I giudici dell’Aja ribadiscono nuovamente la richiesta di un immediato e incondizionato rilascio degli ostaggi e sottolineano che, in punta di diritto, i loro ordini hanno conseguenze giuridiche e obbligano tutti coloro che sono chiamati ad applicarli.
Le precedenti ordinanze
Il caso davanti al collegio di giuristi e magistrati che compongono la Corte internazionale di Giustizia dell’Aja è stato aperto nel dicembre 2023 dal Sud Africa che contesta a Israele violazioni della Convenzione sulla punizione e prevenzione del crimine di genocidio avvenute durante la guerra in corso a Gaza. Adottato il 9 dicembre 1948, il trattato impegna anche lo Stato ebraico che lo ha sottoscritto nel 1949 e ratificato nel 1950 (mentre il Sud Africa vi ha aderito sul finire del 1998).
Perché si giunga a sentenza possono essere necessari anni, ma intanto la Corte può intimare – come ha fatto – che siano adottate misure provvisorie e urgenti per scongiurare che il crimine si configuri nei fatti.
Il 26 gennaio scorso la Corte ha ordinato a Israele di far sì che le sue forze armate non compiano gli atti elencati nell’articolo II della Convenzione e che possono configurare il crimine di genocidio. Azioni, cioè, espressamente volte a: uccidere membri del gruppo (in questo caso i palestinesi); causare gravi lesioni fisiche o mentali ai membri del gruppo; sottoporre deliberatamente il gruppo a condizioni di vita intese a provocare la sua distruzione fisica totale o parziale; imporre misure miranti a prevenire le nascite all’interno del gruppo. I giudici hanno anche ravvisato l’obbligo per Israele di prevenire e sanzionare ogni diretto e pubblico incitamento a commettere genocidio nei confronti dei palestinesi della Striscia di Gaza.

* * *

Aggiorna il tratto del testo in esame che va da "Le precedenti ordinanze" fino a "finire del 1998).", riscrivendolo con "Sudafrica" al posto di "Sud Africa".

* * *

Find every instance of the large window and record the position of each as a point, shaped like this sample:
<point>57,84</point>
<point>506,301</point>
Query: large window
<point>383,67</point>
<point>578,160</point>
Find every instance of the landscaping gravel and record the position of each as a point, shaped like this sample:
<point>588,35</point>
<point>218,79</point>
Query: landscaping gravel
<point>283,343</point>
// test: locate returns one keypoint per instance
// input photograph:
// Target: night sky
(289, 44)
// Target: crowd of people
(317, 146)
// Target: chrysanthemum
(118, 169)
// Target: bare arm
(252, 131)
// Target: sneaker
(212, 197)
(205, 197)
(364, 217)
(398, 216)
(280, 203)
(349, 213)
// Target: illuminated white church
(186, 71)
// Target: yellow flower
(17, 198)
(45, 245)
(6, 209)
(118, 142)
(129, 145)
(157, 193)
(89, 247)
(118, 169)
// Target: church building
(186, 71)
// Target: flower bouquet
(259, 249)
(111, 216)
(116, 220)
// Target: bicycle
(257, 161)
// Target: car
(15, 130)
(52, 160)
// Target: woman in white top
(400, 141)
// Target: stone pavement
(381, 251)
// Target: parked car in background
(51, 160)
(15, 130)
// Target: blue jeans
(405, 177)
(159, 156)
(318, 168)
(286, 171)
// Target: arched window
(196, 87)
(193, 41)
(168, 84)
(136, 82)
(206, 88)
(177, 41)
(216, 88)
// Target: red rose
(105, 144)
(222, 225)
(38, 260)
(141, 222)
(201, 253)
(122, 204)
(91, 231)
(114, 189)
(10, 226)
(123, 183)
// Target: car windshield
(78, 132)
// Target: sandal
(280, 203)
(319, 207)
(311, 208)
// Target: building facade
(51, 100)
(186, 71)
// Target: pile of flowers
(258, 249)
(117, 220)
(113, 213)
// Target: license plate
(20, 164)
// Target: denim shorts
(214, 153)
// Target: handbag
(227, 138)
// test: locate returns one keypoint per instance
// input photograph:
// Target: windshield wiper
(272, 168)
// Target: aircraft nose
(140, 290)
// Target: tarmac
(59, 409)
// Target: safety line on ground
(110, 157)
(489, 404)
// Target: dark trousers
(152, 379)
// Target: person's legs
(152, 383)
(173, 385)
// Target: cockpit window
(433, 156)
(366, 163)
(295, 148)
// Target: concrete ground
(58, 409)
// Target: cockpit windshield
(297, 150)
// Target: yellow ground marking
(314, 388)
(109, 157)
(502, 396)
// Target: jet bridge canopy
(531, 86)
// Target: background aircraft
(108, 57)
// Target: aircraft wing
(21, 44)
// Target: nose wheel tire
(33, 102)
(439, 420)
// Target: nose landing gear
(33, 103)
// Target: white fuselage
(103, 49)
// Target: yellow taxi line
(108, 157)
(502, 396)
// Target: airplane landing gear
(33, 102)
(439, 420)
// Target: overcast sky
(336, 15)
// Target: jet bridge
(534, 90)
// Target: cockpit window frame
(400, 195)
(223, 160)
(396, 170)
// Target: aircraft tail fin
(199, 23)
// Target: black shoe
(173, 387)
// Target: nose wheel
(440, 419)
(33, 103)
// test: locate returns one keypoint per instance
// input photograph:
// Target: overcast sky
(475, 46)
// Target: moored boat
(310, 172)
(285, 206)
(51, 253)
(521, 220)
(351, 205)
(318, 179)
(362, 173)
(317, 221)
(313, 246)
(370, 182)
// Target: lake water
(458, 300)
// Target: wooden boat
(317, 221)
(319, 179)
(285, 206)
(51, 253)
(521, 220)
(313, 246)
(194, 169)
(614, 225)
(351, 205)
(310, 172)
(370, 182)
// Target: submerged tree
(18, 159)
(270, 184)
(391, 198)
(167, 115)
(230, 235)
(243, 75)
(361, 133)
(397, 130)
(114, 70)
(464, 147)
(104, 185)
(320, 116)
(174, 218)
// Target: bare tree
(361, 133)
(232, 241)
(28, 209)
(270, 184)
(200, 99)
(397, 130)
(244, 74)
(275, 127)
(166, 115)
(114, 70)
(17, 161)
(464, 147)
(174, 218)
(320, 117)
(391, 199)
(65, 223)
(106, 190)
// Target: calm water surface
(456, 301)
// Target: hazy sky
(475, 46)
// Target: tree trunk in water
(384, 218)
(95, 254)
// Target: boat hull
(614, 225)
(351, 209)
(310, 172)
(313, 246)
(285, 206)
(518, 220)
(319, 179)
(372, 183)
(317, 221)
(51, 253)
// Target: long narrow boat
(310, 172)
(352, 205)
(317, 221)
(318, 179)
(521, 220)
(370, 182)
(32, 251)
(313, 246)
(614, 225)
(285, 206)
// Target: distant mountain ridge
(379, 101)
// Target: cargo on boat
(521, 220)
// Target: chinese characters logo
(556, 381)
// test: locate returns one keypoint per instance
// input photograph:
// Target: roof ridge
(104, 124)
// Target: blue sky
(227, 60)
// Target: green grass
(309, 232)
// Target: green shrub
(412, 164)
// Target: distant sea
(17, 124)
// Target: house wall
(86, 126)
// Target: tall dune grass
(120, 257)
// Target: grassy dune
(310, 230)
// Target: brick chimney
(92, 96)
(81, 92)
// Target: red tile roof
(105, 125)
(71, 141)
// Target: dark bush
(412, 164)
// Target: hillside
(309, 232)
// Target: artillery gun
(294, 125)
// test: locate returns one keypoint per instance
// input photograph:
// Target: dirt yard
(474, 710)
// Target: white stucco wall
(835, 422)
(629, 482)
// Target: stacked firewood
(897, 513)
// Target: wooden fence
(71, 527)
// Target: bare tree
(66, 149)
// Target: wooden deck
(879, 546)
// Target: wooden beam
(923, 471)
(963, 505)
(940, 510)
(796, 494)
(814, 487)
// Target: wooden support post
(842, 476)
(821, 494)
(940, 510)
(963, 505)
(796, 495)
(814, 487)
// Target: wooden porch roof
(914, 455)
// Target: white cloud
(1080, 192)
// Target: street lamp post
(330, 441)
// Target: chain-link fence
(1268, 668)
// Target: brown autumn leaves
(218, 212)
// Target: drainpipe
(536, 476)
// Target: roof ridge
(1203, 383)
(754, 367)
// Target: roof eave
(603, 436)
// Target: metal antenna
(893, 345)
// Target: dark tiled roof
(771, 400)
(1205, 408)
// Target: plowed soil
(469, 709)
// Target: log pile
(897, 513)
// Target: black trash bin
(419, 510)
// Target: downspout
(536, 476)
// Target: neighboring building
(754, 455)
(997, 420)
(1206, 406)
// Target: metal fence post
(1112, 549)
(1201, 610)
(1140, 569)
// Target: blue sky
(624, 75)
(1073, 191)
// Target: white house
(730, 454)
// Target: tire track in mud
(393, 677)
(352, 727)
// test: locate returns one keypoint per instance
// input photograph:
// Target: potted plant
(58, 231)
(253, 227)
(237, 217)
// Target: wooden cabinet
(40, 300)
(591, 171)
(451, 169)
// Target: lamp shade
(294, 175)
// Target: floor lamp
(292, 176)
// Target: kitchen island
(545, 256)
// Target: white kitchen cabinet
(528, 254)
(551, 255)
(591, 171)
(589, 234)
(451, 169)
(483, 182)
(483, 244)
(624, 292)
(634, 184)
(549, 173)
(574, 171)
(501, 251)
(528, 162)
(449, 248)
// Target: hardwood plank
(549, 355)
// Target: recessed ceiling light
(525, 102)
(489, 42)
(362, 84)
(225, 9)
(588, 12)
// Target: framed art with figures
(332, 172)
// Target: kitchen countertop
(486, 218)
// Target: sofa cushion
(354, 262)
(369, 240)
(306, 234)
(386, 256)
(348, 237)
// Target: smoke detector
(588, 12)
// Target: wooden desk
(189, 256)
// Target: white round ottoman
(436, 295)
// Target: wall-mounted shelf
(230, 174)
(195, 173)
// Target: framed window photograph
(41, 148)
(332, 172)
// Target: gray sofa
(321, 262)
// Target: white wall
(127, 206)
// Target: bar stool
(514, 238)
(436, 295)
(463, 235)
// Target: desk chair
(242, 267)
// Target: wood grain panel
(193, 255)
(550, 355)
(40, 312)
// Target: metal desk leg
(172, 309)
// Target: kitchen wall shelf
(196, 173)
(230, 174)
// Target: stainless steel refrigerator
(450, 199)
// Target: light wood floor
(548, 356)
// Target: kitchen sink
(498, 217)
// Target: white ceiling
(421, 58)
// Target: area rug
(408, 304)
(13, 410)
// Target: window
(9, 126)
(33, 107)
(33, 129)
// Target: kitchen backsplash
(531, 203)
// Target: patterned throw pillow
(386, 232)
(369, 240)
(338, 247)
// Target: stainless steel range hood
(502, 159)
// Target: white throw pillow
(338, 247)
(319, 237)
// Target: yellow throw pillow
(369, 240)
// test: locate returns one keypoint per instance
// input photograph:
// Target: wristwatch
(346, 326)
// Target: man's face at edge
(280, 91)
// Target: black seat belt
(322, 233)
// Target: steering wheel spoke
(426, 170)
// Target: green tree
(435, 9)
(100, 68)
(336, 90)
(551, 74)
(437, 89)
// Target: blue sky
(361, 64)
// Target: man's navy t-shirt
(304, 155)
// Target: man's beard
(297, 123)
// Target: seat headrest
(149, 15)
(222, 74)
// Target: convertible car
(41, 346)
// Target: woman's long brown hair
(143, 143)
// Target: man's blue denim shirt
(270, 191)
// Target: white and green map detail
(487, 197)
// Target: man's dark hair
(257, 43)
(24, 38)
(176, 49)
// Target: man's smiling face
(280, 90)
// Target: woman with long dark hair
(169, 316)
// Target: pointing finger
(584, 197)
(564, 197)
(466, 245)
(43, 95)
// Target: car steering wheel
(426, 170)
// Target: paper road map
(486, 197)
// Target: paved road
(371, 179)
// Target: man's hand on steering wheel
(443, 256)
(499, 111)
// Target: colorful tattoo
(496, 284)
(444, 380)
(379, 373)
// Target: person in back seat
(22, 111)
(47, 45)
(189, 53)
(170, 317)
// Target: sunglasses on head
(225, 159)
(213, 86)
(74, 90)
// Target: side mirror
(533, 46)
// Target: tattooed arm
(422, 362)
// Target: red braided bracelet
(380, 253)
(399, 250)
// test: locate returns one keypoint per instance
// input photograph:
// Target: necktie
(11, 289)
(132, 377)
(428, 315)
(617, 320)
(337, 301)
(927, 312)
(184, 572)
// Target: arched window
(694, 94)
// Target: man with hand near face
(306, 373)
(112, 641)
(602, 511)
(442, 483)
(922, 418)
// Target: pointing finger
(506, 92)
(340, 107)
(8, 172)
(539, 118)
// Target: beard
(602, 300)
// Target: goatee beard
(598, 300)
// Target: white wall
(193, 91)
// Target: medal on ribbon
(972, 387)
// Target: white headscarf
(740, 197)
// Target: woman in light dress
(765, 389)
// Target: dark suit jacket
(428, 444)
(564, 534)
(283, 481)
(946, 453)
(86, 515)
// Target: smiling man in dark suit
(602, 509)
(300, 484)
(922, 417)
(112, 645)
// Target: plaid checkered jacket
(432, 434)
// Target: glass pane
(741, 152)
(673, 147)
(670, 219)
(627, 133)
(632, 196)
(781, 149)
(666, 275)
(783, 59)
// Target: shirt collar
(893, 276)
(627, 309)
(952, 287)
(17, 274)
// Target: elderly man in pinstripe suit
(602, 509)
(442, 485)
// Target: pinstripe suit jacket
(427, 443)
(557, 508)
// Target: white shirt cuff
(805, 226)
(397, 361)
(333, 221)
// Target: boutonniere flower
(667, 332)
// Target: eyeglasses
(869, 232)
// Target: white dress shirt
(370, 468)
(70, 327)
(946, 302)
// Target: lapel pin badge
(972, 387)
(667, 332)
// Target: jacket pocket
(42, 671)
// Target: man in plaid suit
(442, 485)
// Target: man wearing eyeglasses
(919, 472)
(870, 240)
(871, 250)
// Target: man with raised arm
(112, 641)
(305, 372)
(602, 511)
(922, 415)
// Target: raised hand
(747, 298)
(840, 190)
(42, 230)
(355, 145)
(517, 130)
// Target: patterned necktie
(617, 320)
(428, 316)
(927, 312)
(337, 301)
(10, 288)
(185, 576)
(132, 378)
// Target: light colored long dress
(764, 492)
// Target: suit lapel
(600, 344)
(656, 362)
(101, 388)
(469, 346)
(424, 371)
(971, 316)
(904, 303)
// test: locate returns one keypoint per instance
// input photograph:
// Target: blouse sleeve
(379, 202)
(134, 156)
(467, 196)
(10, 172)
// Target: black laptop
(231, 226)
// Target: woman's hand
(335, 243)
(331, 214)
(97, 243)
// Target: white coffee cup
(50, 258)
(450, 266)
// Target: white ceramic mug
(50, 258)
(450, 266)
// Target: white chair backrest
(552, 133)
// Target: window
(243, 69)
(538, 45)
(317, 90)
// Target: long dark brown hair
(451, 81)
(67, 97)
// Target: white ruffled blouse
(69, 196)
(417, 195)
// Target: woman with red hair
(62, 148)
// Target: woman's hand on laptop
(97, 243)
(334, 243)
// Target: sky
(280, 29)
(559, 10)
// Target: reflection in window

* * *

◆ **Risposta corretta**
Le precedenti ordinanze
Il caso davanti al collegio di giuristi e magistrati che compongono la Corte internazionale di Giustizia dell’Aja è stato aperto nel dicembre 2023 dal Sudafrica che contesta a Israele violazioni della Convenzione sulla punizione e prevenzione del crimine di genocidio avvenute durante la guerra in corso a Gaza. Adottato il 9 dicembre 1948, il trattato impegna anche lo Stato ebraico che lo ha sottoscritto nel 1949 e ratificato nel 1950 (mentre il Sudafrica vi ha aderito sul finire del 1998).